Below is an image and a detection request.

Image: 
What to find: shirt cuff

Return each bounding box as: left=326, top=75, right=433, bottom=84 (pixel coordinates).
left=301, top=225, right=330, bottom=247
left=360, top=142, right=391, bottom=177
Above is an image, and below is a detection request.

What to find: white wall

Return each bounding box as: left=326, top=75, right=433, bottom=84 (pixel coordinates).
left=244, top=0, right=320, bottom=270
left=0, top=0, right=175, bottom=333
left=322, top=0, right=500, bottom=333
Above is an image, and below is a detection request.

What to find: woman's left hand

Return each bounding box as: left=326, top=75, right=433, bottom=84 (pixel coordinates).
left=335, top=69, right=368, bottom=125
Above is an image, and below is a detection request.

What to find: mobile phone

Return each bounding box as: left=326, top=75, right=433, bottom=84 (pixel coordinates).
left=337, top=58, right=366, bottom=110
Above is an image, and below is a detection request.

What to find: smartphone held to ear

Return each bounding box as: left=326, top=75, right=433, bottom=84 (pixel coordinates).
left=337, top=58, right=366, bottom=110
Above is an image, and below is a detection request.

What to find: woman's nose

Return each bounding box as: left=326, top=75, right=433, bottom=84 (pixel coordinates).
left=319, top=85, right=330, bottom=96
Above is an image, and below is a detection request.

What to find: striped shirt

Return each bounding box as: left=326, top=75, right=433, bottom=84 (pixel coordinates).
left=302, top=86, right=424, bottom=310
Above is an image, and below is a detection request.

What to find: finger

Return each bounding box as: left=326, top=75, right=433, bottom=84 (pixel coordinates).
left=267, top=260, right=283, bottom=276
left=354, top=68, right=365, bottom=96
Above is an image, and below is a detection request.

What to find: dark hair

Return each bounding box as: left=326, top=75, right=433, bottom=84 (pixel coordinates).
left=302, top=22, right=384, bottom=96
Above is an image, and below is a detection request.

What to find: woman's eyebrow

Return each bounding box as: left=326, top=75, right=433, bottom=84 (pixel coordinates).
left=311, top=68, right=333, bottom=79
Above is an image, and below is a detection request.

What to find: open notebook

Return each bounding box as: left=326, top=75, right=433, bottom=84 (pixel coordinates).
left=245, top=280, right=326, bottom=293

Set exercise: Please locate every line in the entries above that contains the word "shirt" and copy each such line, treating uppercase and lowercase as different.

Task response:
What to find: shirt cuff
What to find: striped shirt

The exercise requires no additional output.